---------- SOURCE TEXT

The lipid components obtained from SVS in the phantom study differed from those in the clinical study, as different basis sets were used. The phantom study used the special lipid settings to adjust for lipid and water components only, while the clinical study utilized standard brain spectra. The differences were obvious in terms of Lip1.3 ppm of the phantom MRS and Lip1.3a + Lip1.3b ppm obtained from clinical MRS. Lip1.3 ppm in the phantom study refers to a lipid signal around 1.3 ppm, whereas Lip1.3a + Lip1.3b ppm acquired from brain spectra resonates at 1.28–1.30 ppm, which was found to be enriched in neural stem cells [26].

Our clinical findings suggest that SLR can serve as a parameter for discriminating between glioma grades (II, III and IV). The SLR at the solid tumour portion was the best measure for differentiation, using optimal cut-points of 0.064 and 0.086, meaning that SLR values smaller than 0.064 are classified as grade II while SLR values larger than 0.086 are classified as grade IV. The values that lie between the cut-points are classified as grade III. Correct classification probability for grades II and IV was fairly high (SII =1, SIV = 0.89), but was poorer for grade III (SIII = 0.50), which may be due to the small sample size (n =4). A different approach was implemented for the evaluation of glioma grading, in which a three-group ROC analysis [21] was used rather than a typical binary ROC method, thus providing a more detailed analysis. To the best of our knowledge, there are no data yet available involving glioma studies using a three-group analysis approach.

This current study is the first to use this sequence for grading of intracranial glioma. Although some studies have evaluated the chemical shift sequence along with MRS [8, 27], the lipid types causing the signal loss were never proven to be similar to the lipid components identified in clinical MRS, due to MRS limitations related to intra-abdominal pathology. The limitation in the present study is the very small sample size, especially the grade III subsample. Because of the fast progression that occurs from grade III to grade IV, it was difficult to acquire grade III patients.

As this research study involves a novel MRI technique that was performed at a single institution, only a small population was studied. We propose a larger patient sample using multicentre participation to ensure a representative distribution of the population among which results will be generalized or transferred. Comparisons of the IOP method to other established methods such as diffusion-weighted imaging (DWI), perfusion imaging and diffusion kurtosis imaging in the grading and prognostication of glioma would also be advantageous.

--------------------

- **TASK ITEM**
Answer these questions from the glioma grading text.
(a) What kind of spectra did the clinical study use, as opposed to the special lipid settings used in the phantom study?
(b) Which glioma grade is assigned to SLR values smaller than 0.064?
(c) What made grade III patients difficult to acquire?

---------- PROVIDED MATERIAL

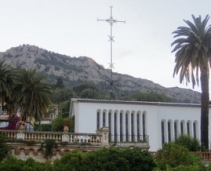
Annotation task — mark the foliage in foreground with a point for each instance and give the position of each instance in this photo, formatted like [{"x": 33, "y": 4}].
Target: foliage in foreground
[
  {"x": 14, "y": 164},
  {"x": 3, "y": 147},
  {"x": 111, "y": 159},
  {"x": 173, "y": 157}
]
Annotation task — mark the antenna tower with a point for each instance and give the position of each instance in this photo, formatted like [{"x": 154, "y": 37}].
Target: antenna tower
[{"x": 111, "y": 21}]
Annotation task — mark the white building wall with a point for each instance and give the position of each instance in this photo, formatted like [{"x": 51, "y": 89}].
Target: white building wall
[{"x": 85, "y": 112}]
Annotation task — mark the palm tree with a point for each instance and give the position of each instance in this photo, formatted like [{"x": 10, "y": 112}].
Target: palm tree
[
  {"x": 32, "y": 95},
  {"x": 193, "y": 57},
  {"x": 8, "y": 78}
]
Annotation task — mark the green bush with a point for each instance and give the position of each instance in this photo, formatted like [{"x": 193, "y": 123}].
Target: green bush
[
  {"x": 43, "y": 127},
  {"x": 114, "y": 159},
  {"x": 190, "y": 143},
  {"x": 57, "y": 124},
  {"x": 173, "y": 155},
  {"x": 13, "y": 164},
  {"x": 74, "y": 161}
]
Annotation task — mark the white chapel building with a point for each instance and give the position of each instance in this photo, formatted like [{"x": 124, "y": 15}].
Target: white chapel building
[{"x": 136, "y": 121}]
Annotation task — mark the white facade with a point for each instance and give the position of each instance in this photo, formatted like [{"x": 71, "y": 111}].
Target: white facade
[{"x": 130, "y": 121}]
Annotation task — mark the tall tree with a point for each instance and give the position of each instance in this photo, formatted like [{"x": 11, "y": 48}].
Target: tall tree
[
  {"x": 32, "y": 94},
  {"x": 193, "y": 57},
  {"x": 8, "y": 78}
]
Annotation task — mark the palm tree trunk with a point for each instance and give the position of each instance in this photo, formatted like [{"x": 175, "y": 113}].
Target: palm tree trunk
[{"x": 204, "y": 106}]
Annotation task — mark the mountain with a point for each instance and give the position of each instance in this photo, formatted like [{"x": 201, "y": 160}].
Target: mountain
[{"x": 84, "y": 69}]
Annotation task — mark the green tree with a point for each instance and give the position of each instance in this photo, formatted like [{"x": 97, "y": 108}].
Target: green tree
[
  {"x": 32, "y": 94},
  {"x": 3, "y": 147},
  {"x": 193, "y": 54},
  {"x": 173, "y": 156},
  {"x": 8, "y": 78}
]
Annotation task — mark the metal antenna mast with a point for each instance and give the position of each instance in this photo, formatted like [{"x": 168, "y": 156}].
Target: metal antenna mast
[{"x": 111, "y": 21}]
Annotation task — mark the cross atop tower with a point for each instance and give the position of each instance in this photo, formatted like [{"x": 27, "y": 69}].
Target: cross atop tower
[{"x": 111, "y": 21}]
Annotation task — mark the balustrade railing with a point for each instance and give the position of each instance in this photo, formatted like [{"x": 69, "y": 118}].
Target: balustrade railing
[{"x": 57, "y": 136}]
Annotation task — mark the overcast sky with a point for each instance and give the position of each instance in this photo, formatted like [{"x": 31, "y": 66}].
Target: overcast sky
[{"x": 142, "y": 46}]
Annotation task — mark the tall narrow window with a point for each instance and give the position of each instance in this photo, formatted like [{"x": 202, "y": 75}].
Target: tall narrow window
[
  {"x": 109, "y": 125},
  {"x": 132, "y": 126},
  {"x": 162, "y": 132},
  {"x": 188, "y": 128},
  {"x": 126, "y": 127},
  {"x": 121, "y": 130},
  {"x": 175, "y": 130},
  {"x": 104, "y": 119},
  {"x": 194, "y": 129},
  {"x": 144, "y": 127},
  {"x": 169, "y": 131},
  {"x": 138, "y": 127},
  {"x": 98, "y": 120},
  {"x": 181, "y": 126},
  {"x": 115, "y": 126}
]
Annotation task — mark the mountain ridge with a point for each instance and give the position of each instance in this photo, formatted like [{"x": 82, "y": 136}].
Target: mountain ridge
[{"x": 84, "y": 69}]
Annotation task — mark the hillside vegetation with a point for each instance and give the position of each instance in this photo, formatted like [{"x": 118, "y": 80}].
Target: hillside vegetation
[{"x": 75, "y": 71}]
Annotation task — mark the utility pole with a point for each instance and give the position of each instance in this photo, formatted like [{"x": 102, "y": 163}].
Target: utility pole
[{"x": 111, "y": 21}]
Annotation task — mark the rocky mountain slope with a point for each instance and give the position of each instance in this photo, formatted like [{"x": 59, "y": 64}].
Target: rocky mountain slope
[{"x": 84, "y": 69}]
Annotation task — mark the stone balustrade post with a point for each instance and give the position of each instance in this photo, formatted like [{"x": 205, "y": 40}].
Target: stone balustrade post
[
  {"x": 20, "y": 135},
  {"x": 65, "y": 137},
  {"x": 105, "y": 136}
]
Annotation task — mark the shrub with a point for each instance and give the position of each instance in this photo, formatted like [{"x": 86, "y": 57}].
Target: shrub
[
  {"x": 190, "y": 143},
  {"x": 3, "y": 147},
  {"x": 120, "y": 159},
  {"x": 14, "y": 164},
  {"x": 173, "y": 155},
  {"x": 43, "y": 127},
  {"x": 57, "y": 124},
  {"x": 74, "y": 161}
]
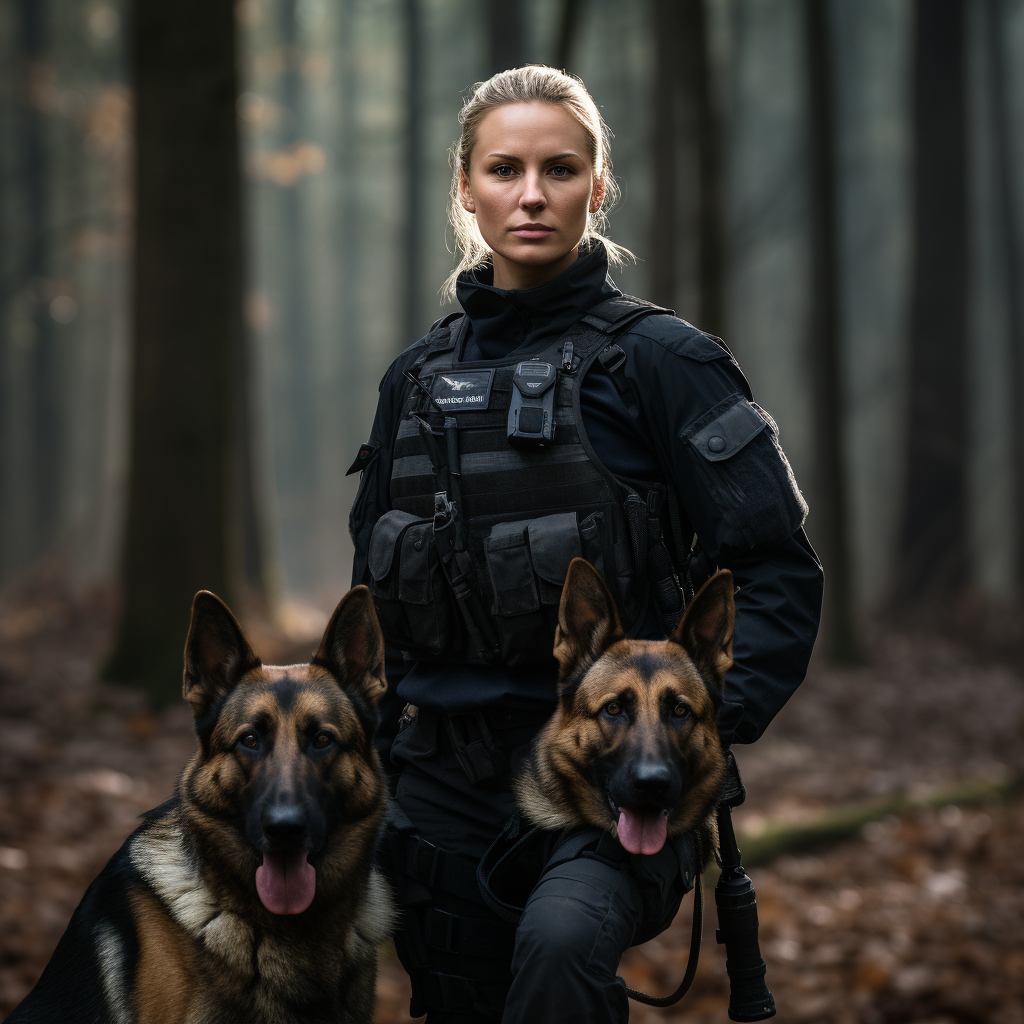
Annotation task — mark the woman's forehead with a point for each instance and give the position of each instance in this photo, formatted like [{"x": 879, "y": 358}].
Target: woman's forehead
[{"x": 523, "y": 130}]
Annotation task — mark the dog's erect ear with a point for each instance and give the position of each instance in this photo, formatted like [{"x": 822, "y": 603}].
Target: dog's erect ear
[
  {"x": 706, "y": 629},
  {"x": 352, "y": 648},
  {"x": 588, "y": 622},
  {"x": 217, "y": 654}
]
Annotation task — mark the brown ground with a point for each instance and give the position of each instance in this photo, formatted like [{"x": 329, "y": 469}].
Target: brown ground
[{"x": 921, "y": 921}]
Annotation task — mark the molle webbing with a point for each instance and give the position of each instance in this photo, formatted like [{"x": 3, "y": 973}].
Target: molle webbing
[{"x": 469, "y": 563}]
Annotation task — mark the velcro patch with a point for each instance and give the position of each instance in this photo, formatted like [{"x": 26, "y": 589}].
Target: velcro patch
[
  {"x": 363, "y": 459},
  {"x": 459, "y": 389}
]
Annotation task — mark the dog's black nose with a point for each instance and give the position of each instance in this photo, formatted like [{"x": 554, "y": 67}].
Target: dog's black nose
[
  {"x": 650, "y": 778},
  {"x": 284, "y": 821}
]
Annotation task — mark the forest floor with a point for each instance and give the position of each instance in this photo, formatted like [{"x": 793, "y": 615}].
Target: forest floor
[{"x": 916, "y": 920}]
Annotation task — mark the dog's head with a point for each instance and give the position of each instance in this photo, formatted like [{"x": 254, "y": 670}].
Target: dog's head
[
  {"x": 286, "y": 763},
  {"x": 633, "y": 745}
]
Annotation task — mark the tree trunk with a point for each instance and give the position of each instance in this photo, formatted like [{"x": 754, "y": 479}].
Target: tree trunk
[
  {"x": 1008, "y": 213},
  {"x": 46, "y": 465},
  {"x": 181, "y": 512},
  {"x": 695, "y": 65},
  {"x": 686, "y": 214},
  {"x": 830, "y": 520},
  {"x": 506, "y": 35},
  {"x": 568, "y": 29},
  {"x": 669, "y": 131},
  {"x": 934, "y": 550}
]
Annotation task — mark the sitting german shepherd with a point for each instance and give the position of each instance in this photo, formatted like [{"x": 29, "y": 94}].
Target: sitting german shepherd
[
  {"x": 633, "y": 745},
  {"x": 250, "y": 895}
]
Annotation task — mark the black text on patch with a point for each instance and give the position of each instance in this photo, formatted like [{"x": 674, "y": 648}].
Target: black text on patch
[{"x": 462, "y": 388}]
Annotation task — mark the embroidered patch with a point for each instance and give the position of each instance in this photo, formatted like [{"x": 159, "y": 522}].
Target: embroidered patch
[
  {"x": 458, "y": 389},
  {"x": 363, "y": 459}
]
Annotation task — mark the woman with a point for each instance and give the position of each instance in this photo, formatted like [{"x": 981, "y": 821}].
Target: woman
[{"x": 555, "y": 418}]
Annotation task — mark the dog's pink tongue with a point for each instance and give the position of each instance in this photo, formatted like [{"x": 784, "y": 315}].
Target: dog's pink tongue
[
  {"x": 286, "y": 882},
  {"x": 642, "y": 829}
]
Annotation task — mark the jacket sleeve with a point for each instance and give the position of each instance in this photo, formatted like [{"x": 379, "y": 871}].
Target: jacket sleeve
[
  {"x": 721, "y": 454},
  {"x": 372, "y": 501}
]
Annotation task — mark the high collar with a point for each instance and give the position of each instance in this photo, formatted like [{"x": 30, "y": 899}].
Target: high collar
[{"x": 504, "y": 321}]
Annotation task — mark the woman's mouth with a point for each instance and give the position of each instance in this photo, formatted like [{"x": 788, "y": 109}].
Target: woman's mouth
[{"x": 531, "y": 231}]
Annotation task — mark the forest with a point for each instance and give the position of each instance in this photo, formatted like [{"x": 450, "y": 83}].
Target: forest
[{"x": 221, "y": 221}]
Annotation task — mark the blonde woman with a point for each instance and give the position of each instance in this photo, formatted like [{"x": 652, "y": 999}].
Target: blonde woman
[{"x": 553, "y": 418}]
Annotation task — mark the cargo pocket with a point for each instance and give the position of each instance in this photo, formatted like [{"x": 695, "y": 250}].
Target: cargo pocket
[
  {"x": 526, "y": 563},
  {"x": 737, "y": 455},
  {"x": 413, "y": 600}
]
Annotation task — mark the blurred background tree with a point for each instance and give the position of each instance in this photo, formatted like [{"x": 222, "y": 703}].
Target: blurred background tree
[{"x": 833, "y": 187}]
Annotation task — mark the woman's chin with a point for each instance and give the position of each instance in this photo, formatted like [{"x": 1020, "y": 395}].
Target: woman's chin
[{"x": 547, "y": 257}]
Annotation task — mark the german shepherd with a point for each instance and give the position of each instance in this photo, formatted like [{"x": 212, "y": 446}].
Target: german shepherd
[
  {"x": 251, "y": 894},
  {"x": 633, "y": 745}
]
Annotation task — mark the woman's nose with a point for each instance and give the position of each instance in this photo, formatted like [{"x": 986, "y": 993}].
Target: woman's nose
[{"x": 532, "y": 195}]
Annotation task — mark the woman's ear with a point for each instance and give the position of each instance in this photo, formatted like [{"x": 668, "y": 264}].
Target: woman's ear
[{"x": 465, "y": 196}]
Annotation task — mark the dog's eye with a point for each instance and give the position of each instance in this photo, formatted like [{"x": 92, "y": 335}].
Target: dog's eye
[{"x": 249, "y": 739}]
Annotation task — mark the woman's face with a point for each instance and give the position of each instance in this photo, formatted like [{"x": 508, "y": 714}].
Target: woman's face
[{"x": 530, "y": 185}]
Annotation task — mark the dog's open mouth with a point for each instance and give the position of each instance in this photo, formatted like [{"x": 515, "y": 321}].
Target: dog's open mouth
[
  {"x": 643, "y": 828},
  {"x": 286, "y": 881}
]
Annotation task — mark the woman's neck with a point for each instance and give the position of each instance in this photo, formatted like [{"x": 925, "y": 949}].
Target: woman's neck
[{"x": 516, "y": 276}]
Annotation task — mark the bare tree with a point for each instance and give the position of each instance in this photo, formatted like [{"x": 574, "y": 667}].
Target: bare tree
[
  {"x": 830, "y": 521},
  {"x": 182, "y": 512},
  {"x": 506, "y": 35},
  {"x": 686, "y": 164},
  {"x": 415, "y": 113},
  {"x": 1008, "y": 226},
  {"x": 46, "y": 466},
  {"x": 934, "y": 549},
  {"x": 568, "y": 30}
]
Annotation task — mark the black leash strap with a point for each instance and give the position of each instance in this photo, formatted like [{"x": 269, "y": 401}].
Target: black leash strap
[
  {"x": 737, "y": 920},
  {"x": 691, "y": 964}
]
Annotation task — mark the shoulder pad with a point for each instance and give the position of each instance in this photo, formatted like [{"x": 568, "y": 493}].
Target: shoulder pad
[
  {"x": 683, "y": 339},
  {"x": 613, "y": 314},
  {"x": 444, "y": 321}
]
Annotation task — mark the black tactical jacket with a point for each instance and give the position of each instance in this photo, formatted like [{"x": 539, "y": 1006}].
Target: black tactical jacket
[{"x": 741, "y": 502}]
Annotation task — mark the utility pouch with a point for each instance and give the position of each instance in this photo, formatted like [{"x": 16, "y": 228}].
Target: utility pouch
[
  {"x": 474, "y": 747},
  {"x": 527, "y": 562},
  {"x": 531, "y": 412},
  {"x": 414, "y": 603}
]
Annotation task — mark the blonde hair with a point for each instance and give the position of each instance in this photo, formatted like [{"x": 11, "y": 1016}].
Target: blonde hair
[{"x": 534, "y": 83}]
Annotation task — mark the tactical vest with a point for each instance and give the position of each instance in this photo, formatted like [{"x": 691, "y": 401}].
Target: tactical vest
[{"x": 469, "y": 564}]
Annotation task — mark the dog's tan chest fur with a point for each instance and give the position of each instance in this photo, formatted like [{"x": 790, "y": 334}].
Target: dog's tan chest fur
[{"x": 197, "y": 957}]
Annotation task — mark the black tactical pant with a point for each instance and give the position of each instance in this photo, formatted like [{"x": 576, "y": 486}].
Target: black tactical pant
[{"x": 559, "y": 965}]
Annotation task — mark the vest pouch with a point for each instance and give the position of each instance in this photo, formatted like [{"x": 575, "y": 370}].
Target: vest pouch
[
  {"x": 414, "y": 603},
  {"x": 527, "y": 562},
  {"x": 592, "y": 538}
]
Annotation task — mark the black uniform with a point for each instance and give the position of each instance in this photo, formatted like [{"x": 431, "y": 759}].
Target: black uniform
[{"x": 645, "y": 417}]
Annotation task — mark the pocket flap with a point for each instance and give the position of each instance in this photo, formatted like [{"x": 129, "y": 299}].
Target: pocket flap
[
  {"x": 384, "y": 540},
  {"x": 554, "y": 542},
  {"x": 724, "y": 430}
]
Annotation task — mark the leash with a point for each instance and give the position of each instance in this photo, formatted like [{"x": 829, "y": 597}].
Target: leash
[{"x": 691, "y": 964}]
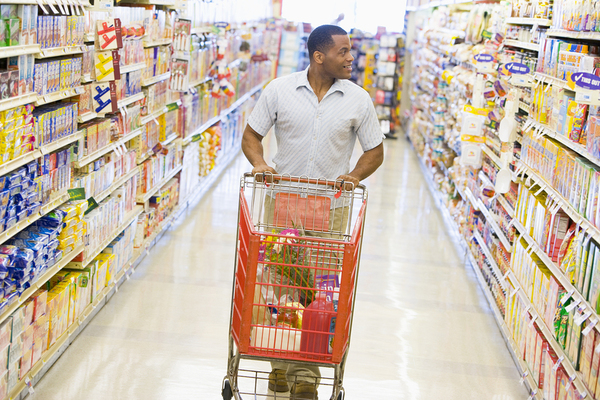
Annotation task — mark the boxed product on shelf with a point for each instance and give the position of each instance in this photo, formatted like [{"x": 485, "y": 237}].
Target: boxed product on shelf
[
  {"x": 98, "y": 176},
  {"x": 54, "y": 76},
  {"x": 157, "y": 167},
  {"x": 54, "y": 121},
  {"x": 122, "y": 248},
  {"x": 59, "y": 31}
]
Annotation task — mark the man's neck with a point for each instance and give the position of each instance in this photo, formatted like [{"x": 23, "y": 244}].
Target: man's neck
[{"x": 319, "y": 83}]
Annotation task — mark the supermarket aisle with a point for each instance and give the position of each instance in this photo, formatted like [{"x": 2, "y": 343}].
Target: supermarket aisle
[{"x": 423, "y": 329}]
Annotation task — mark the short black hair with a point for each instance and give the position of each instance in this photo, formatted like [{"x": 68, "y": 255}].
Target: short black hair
[{"x": 321, "y": 38}]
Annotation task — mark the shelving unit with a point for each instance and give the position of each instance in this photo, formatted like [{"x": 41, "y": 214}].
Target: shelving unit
[
  {"x": 13, "y": 102},
  {"x": 13, "y": 51},
  {"x": 133, "y": 67},
  {"x": 63, "y": 94},
  {"x": 158, "y": 42},
  {"x": 528, "y": 21},
  {"x": 59, "y": 51},
  {"x": 130, "y": 100},
  {"x": 107, "y": 149},
  {"x": 146, "y": 196}
]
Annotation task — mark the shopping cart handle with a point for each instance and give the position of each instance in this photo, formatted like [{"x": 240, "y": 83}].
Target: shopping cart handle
[{"x": 296, "y": 179}]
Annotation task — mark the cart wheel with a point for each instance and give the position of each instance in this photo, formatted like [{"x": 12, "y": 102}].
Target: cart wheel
[{"x": 226, "y": 391}]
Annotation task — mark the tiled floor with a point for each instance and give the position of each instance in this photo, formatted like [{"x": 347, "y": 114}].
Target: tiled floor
[{"x": 422, "y": 327}]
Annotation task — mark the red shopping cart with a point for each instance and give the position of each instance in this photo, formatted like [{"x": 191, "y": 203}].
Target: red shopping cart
[{"x": 294, "y": 286}]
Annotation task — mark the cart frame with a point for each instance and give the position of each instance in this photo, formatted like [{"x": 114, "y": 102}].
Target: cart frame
[{"x": 250, "y": 231}]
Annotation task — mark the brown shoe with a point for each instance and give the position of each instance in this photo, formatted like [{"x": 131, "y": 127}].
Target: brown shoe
[
  {"x": 278, "y": 381},
  {"x": 304, "y": 391}
]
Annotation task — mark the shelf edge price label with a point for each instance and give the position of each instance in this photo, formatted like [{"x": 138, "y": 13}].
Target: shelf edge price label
[{"x": 484, "y": 58}]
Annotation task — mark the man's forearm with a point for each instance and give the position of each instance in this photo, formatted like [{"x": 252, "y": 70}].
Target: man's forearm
[
  {"x": 252, "y": 147},
  {"x": 368, "y": 163}
]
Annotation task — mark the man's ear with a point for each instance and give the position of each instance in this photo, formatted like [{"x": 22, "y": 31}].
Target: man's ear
[{"x": 318, "y": 57}]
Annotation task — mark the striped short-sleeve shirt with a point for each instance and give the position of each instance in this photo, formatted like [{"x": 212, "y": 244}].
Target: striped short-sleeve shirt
[{"x": 315, "y": 139}]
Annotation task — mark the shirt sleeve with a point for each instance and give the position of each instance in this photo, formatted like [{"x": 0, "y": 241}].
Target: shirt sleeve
[
  {"x": 368, "y": 131},
  {"x": 264, "y": 115}
]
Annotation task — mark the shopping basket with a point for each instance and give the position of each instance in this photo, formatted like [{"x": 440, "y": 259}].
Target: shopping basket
[{"x": 297, "y": 257}]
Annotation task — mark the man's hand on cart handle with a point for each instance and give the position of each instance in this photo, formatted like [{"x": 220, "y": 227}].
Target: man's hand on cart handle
[
  {"x": 266, "y": 170},
  {"x": 348, "y": 181}
]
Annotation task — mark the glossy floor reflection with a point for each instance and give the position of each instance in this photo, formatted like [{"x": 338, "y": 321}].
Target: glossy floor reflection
[{"x": 422, "y": 327}]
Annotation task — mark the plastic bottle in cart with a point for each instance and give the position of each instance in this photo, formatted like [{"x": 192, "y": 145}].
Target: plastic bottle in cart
[{"x": 317, "y": 318}]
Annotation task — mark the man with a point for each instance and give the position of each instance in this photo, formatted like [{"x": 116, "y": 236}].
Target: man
[{"x": 317, "y": 114}]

--------------------

- **YOUR SOLUTION**
(a) Standard brain spectra.
(b) Grade II.
(c) The fast progression from grade III to grade IV.